**Fragmento del documento**.
"Los Románov viven en un mundo de rivalidad familiar, de ambición imperial, de esplendor escandaloso, de excesos sexuales y de sadismo depravado; es un mundo en el que de repente aparecen extraños de oscuros orígenes que afirman ser monarcas difuntos renacidos, en el que las esposas son envenenadas, los padres torturan y matan a sus hijos, los hijos matan a sus padres, las esposas asesinan a sus maridos, un santón envenenado y muerto a tiros resucita, barberos y campesinos ascienden a los puestos más encumbrados y se coleccionan gigantes y criaturas monstruosas, se lanzan enanos contra la pared, se besan cabezas decapitadas, se cortan lenguas, se arranca la carne del cuerpo a golpe de látigo, se empala a la gente metiéndole una estaca por el recto, se llevan a cabo matanzas de niños; nos encontramos a emperatrices ninfómanas y locas por la moda, 'ménages a trois' con lesbianismo incluido, y un emperador que mantuvo la correspondencia más erótica escrita nunca por un jefe de estado. Pero también es un imperio construido por conquistadores de corazón de piedra que se adueñaron de Siberia y Ucrania, que tomaron Berlín y París, un imperio que produjo a Pushkin, a Tolstói, a Tchaikovsky y a Dostoyevski; una civilización de una cultura eminente y una belleza exquisita".
Un torrencial libro en el que, a lo largo de mil páginas –de escuetos márgenes–, el historiador inglés Simon Sebag Montefiore (Londres, 1965) narra la espectacular historia de la legendaria dinastía zarista. Veinte monarcas y 304 años en los cuales el Imperio ruso aumentó una media de 142 metros cuadrados al día, o 52.000 metros cuadrados cada año. Lo que convierte a los Románov en los constructores de imperios más exitosos desde los lejanos tiempos deGengis Kan.

Datos de localización de objetos mediante lenguaje natural:
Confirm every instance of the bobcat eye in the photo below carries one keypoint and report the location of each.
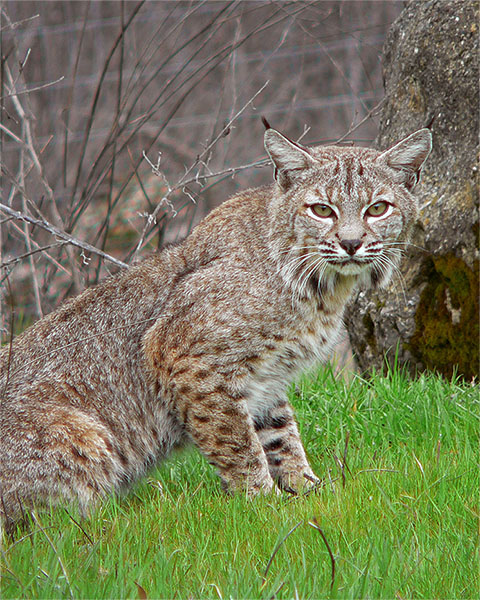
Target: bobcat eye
(378, 209)
(322, 210)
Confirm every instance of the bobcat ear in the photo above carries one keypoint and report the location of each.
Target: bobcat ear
(408, 156)
(287, 156)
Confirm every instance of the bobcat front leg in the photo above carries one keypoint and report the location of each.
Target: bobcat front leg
(278, 434)
(218, 422)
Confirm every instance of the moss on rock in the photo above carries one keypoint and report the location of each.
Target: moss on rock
(446, 336)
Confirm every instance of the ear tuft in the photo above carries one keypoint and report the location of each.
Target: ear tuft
(287, 156)
(408, 156)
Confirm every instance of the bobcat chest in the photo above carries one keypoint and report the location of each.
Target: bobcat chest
(293, 355)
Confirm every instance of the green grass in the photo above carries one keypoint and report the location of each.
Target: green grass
(399, 511)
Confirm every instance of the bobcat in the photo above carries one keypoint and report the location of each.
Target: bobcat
(200, 342)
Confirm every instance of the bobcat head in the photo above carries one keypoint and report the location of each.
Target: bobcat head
(343, 211)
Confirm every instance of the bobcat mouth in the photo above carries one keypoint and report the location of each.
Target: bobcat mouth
(351, 265)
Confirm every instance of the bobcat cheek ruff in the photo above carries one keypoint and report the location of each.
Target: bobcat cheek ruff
(200, 342)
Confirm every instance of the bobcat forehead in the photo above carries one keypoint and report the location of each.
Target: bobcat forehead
(200, 343)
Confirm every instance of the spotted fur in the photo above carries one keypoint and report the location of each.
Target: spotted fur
(200, 342)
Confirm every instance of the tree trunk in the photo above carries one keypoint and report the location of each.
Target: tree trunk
(429, 317)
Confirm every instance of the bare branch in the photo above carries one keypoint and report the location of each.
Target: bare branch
(61, 234)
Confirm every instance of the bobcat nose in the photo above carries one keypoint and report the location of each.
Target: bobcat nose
(350, 246)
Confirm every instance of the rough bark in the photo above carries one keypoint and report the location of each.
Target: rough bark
(429, 317)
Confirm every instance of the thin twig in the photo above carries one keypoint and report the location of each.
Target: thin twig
(314, 523)
(61, 234)
(15, 93)
(183, 181)
(276, 549)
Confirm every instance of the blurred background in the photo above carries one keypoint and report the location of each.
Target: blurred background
(95, 94)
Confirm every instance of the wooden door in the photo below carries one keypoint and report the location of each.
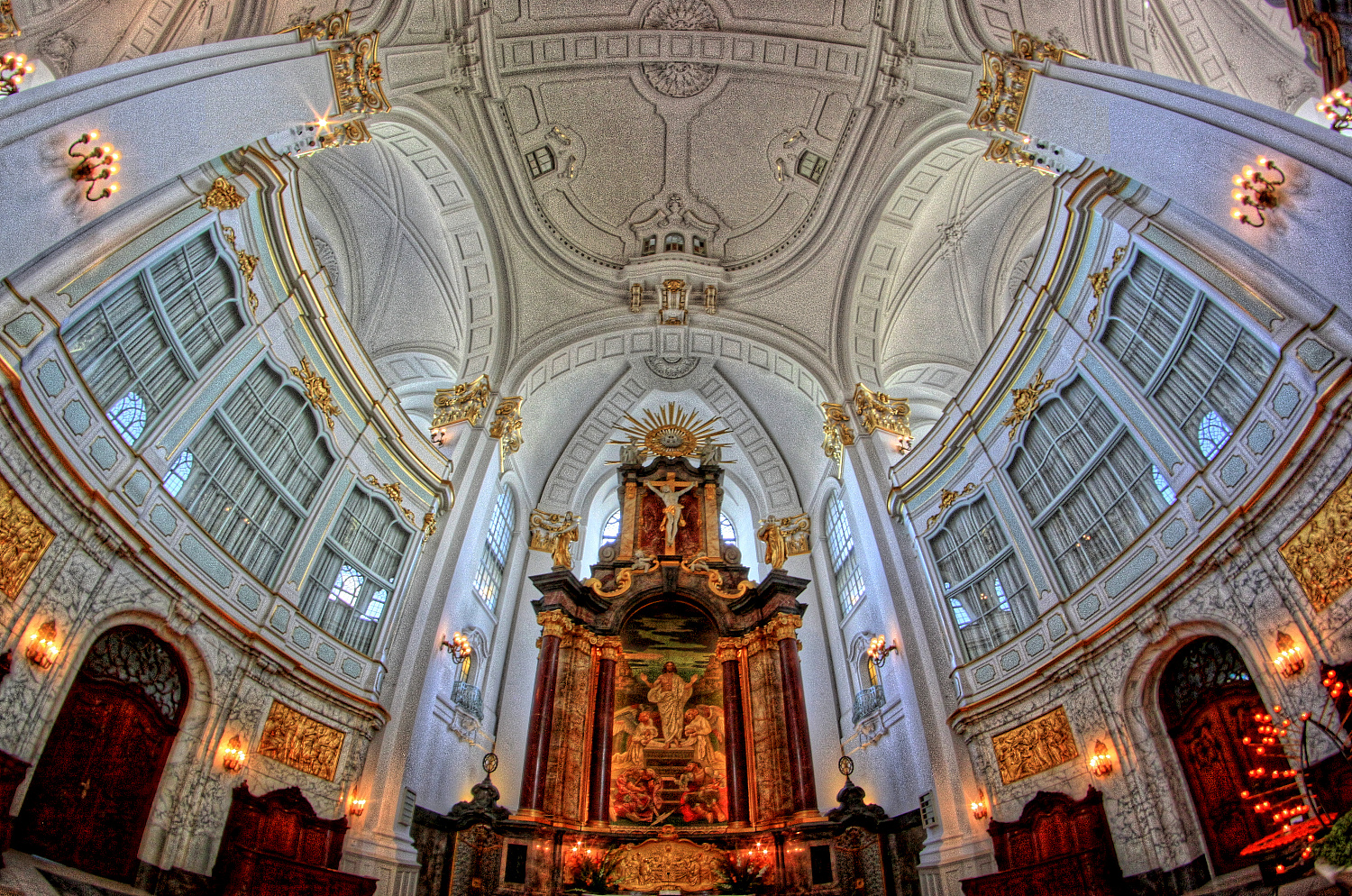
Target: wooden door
(1209, 701)
(95, 784)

**Tarea 1**. Enumera los nombres de las personas que, según el texto sobre los Románov, produjo el imperio.
**Tarea 2**. Retoma el texto sobre los Románov y continúalo a partir de su última oración.

**Respuesta 1**. Pushkin, Tolstói, Tchaikovsky y Dostoyevski.

**Respuesta 2**.
Una historia cerrada abrupta y trágicamente el 17 de julio de 1918 en Ekaterimburgo, en los Urales, a 1.300 kilómetros al este de Moscú. Ese día, y con el pretexto de tomarles una fotografía, el zar Nicolás II, la zarina Alejandra, sus cinco hijos y algunos sirvientes fueron conducidos al sótano de la Casa Ipatiév y fusilados por un pelotón de bolcheviques armados de fusiles con bayoneta en un aquelarre indescriptible. El propio Lenin había dado la orden.
Simon Sebag Montefiore relata con detalle la escena. Cómo en aquel sótano de Ekaterinburgo el comisario Yurovski disparó primero contra un zar incrédulo que no podía creerse lo que ocurría. Cómo acto seguido le volaron los sesos a la emperatriz Alejandra y a Botkin, el médico de la familia. Cómo después tirotearon al príncipe Alexéi, un adolescente enfermo de hemofilia que no se acababa de morir y al que empezaron entonces a asestar frenéticos bayonetazos que tampoco hacían mella al chocar contra su camisa acorazada de diamantes. Y cómo finalmente destrozaron a tiros en una lluvia sangrienta a las princesas María, Olga, Tatiana y Anastasia. Los nuevos zares rojos de Rusia no querían competencia.
Concluye el historiador su libro advirtiendo que en realidad con los Románov no se acabaron los zares. "El pueblo necesita un zar al que puede venerar y por el que pueda vivir y trabajar", declaró Stalin en los años treinta. Tras la caída de la Unión Soviética en 1991, y después de los caóticos intentos de democratización, la querencia rusa por la autocracia, su afán de servidumbre resucita hoy poderosa encarnada en un excoronel de la KGB, Vladímir Putin.